(EXERCISE DETAILS)
Copy out the items starting at the line that has "Isolate the driftwood visible in the picture." and ending with the last item, requests included. Offset every box coordinate in the answers by -139, but leave the numbers in the requests and their sample replies as they are.

[Records of labeled boxes]
- - -

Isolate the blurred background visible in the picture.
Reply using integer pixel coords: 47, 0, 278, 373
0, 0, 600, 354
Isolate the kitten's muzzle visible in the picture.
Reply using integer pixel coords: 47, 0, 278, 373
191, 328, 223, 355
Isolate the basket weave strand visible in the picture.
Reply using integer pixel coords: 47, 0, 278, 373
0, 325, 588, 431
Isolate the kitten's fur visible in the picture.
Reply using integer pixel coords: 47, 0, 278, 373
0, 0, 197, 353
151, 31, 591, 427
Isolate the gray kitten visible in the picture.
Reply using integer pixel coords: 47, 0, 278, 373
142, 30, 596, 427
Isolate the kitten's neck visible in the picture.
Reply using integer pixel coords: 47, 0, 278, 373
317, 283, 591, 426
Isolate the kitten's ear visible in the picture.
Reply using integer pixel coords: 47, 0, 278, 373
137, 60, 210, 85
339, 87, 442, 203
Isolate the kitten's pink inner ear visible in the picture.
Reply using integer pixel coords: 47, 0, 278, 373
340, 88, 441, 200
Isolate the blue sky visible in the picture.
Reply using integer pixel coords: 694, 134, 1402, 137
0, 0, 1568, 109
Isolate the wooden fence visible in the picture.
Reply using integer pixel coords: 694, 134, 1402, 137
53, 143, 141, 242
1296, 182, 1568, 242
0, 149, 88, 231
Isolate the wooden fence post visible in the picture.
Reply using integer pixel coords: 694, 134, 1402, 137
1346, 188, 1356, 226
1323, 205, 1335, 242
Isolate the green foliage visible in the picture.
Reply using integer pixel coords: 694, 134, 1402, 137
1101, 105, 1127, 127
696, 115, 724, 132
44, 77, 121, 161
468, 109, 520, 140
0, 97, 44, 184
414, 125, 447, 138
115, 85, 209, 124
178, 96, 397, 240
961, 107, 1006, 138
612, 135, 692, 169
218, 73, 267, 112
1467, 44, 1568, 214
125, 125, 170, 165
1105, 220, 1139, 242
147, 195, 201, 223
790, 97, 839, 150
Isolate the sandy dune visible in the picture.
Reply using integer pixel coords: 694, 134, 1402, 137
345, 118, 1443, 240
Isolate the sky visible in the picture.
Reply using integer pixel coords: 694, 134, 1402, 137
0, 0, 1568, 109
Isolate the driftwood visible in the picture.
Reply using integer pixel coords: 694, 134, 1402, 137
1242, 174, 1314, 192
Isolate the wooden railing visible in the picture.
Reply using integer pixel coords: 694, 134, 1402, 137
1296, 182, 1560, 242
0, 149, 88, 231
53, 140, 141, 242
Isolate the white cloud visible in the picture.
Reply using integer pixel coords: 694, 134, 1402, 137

- - -

(SOLUTION FOR THIS EXERCISE)
Isolate the driftwood visible in the picture.
Reply using integer pixel coords: 694, 134, 1402, 137
1103, 35, 1175, 53
Isolate the wooden railing visible in the picture.
Reply using integer pixel coords: 694, 134, 1402, 137
1157, 43, 1421, 103
-139, 10, -51, 92
-86, 1, 2, 103
Isolate the white cloud visible in the picture.
Reply using integer pixel coords: 694, 134, 1402, 137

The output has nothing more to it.